_Documento de origem_.
Há muito que evito adjectivos quando alguém pede conselho sobre restaurantes. Se uma pessoa diz que um restaurante é incrível – muitas pessoas o dizem – o mais certo é que a outra pessoa, depois de lá ir, ache só ok. Isto é assim porque somos seres com papilas e gostos e educações diferentes, mas também porque pesa na avaliação outra coisa: a expectativa; e se a expectativa é alta há mais hipóteses de desilusão; há mais hipóteses de distorcermos a verdade.

O crítico de restaurantes deve por isso ser um combatente profissional da expectativa. O que implica, muitas vezes, defender-se do marketing e da notícia na revista, da entrevista sentimental ao chef e da inauguração com famosos, da dica do colega de profissão e do convite do assessor de imprensa. No momento em que se senta à mesa, o crítico deve esquecer tudo o que viu, ouviu e leu sobre o restaurante. Deve ser uma tábua rasa. Um estômago vazio.

_Instrução_. No texto sobre a crítica de restaurantes, o que deve o crítico esquecer no momento em que se senta à mesa? Os registos constituem material distinto do texto.

_Excertos dos registos_.
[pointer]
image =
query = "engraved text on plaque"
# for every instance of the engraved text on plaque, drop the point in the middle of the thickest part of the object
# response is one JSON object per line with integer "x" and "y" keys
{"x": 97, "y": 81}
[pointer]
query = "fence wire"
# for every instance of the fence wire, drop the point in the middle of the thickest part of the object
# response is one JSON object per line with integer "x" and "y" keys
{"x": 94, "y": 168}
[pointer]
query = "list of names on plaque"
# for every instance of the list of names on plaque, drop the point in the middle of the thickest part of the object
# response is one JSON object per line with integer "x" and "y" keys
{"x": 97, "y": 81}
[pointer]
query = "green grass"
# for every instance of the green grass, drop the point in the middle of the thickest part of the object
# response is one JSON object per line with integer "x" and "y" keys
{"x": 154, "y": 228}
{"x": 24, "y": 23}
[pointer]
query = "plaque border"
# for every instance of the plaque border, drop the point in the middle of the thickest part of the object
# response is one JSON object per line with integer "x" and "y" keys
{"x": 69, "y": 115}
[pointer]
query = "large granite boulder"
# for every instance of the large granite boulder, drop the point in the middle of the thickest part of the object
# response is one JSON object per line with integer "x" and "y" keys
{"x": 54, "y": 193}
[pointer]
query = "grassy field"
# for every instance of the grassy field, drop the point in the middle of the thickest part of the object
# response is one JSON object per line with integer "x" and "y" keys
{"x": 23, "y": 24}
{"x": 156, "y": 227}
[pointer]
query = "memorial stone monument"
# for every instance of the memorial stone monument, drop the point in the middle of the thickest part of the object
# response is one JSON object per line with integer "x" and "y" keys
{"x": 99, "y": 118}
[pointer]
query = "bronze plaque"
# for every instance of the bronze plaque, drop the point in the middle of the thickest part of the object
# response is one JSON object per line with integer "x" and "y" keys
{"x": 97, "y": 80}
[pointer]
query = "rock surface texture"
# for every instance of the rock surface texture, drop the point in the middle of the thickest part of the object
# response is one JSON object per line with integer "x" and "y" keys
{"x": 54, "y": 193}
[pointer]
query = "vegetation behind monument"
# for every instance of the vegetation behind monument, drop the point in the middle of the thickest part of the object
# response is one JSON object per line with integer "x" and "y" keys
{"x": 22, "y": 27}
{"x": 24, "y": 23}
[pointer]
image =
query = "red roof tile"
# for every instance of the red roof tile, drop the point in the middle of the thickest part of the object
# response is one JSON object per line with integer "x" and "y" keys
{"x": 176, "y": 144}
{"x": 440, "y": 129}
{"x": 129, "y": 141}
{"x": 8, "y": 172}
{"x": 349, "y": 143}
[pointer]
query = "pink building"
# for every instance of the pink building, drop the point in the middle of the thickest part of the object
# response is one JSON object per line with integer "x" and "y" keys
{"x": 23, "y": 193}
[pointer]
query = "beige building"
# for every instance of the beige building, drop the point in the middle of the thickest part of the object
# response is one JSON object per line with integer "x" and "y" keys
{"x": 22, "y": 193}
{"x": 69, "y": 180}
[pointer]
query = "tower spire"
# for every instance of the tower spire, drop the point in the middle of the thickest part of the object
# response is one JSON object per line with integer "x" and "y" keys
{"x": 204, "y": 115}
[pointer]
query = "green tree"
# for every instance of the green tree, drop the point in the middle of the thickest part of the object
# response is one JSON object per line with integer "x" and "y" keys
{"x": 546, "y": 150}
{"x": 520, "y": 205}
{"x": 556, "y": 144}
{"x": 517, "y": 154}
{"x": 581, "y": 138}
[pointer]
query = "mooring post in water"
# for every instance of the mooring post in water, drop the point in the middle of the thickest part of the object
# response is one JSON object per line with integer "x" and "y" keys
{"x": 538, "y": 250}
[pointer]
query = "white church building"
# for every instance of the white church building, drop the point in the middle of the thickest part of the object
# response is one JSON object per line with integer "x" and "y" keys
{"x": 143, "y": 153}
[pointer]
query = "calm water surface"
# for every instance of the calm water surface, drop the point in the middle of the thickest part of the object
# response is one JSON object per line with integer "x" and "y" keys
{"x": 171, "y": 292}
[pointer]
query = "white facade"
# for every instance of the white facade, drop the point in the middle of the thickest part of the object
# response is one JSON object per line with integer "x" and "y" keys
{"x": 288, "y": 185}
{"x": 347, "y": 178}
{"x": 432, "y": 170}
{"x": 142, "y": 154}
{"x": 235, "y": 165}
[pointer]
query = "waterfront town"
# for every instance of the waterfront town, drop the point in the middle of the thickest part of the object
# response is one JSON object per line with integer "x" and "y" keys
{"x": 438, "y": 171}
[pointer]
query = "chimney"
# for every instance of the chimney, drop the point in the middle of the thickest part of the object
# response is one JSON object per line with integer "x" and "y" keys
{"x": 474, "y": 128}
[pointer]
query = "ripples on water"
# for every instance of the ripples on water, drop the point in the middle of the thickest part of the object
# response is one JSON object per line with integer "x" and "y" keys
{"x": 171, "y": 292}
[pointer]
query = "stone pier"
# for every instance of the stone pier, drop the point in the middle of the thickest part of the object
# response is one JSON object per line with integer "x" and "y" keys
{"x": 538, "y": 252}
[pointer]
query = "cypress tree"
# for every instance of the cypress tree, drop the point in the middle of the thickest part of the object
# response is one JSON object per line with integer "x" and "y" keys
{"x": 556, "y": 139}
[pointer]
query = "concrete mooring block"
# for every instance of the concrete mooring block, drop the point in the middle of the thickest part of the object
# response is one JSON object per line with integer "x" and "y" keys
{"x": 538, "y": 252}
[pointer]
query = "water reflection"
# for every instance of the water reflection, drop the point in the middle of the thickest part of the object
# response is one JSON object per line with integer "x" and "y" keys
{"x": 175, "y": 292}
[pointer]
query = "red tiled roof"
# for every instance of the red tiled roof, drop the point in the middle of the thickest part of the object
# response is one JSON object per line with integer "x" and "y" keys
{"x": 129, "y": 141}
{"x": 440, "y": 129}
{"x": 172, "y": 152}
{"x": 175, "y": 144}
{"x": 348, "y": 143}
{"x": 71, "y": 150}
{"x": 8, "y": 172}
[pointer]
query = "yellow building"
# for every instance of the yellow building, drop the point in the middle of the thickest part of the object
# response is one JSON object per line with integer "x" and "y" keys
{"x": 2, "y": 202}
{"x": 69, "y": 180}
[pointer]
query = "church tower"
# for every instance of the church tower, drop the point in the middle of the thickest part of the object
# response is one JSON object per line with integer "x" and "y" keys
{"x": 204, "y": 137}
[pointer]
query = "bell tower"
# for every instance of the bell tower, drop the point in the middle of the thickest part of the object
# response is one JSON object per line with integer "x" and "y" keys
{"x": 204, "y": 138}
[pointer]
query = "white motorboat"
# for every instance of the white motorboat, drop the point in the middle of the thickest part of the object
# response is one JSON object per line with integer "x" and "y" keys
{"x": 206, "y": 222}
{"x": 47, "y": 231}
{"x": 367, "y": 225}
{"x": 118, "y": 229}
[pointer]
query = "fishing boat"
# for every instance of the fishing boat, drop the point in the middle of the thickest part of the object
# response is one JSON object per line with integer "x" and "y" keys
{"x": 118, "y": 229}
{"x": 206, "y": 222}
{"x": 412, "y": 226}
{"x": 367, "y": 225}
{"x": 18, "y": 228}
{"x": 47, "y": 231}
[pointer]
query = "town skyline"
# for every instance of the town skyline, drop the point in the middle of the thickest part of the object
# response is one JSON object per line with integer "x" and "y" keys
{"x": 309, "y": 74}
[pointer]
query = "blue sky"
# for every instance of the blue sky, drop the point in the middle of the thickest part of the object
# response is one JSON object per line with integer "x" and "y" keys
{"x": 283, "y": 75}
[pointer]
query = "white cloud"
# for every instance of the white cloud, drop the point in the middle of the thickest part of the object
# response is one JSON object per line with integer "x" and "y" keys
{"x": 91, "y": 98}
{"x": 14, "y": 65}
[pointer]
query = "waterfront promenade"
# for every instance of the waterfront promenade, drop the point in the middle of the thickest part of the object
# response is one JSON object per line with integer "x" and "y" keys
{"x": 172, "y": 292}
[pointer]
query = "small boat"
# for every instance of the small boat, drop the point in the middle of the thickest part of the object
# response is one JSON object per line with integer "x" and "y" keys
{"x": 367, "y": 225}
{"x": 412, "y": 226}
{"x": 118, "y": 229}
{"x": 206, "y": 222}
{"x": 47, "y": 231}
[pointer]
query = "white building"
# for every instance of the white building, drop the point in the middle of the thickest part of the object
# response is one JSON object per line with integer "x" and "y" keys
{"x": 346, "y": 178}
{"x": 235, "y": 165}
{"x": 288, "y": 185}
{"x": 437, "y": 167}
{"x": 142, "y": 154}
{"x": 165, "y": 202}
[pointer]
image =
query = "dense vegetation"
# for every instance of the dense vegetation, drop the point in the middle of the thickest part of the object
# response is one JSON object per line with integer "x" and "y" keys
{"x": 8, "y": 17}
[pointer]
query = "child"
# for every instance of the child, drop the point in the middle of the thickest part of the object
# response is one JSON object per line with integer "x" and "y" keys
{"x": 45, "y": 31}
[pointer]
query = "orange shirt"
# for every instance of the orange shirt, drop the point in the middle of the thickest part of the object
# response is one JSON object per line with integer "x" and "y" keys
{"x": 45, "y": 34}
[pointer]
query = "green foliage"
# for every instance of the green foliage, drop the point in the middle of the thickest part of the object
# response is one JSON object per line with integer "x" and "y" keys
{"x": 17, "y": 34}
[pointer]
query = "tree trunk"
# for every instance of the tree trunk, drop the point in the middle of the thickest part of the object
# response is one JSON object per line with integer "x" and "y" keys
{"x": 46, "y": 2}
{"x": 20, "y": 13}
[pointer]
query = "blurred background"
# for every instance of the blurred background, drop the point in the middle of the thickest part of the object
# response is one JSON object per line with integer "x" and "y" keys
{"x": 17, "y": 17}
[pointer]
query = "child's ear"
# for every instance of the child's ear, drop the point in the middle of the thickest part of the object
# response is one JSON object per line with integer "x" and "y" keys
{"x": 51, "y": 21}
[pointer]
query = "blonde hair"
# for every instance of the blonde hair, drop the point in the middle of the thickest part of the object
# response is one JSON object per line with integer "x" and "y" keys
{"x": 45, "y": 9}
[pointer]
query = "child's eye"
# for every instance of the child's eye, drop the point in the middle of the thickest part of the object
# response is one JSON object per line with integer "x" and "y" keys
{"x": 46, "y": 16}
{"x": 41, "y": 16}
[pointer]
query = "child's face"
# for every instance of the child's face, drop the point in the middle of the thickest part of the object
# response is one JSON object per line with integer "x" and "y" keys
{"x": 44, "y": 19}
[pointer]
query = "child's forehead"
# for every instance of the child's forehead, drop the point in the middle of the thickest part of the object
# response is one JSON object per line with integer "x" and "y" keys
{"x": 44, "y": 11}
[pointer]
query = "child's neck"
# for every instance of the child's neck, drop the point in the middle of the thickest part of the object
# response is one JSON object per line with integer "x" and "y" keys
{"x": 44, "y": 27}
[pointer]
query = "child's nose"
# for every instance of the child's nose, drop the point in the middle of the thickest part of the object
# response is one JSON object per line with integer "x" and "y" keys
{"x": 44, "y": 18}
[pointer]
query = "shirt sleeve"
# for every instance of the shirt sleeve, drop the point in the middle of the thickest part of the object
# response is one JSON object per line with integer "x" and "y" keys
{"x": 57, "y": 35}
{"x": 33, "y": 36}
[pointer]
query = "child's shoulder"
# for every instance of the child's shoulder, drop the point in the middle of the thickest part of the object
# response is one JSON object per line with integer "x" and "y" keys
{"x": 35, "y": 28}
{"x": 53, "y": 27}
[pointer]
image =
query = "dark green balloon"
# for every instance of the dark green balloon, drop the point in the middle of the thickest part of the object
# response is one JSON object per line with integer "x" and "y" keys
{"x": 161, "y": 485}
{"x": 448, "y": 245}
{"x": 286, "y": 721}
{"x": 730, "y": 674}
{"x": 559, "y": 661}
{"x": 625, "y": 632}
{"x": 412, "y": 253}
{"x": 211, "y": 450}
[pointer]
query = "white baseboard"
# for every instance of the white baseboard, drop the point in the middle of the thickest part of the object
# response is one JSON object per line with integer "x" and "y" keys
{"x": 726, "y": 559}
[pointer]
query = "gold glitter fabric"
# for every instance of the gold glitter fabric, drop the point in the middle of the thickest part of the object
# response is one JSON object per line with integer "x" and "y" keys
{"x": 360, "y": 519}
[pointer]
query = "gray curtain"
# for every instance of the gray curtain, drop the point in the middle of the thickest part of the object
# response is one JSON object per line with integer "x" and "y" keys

_Resolução_. Deve esquecer tudo o que viu, ouviu e leu sobre o restaurante.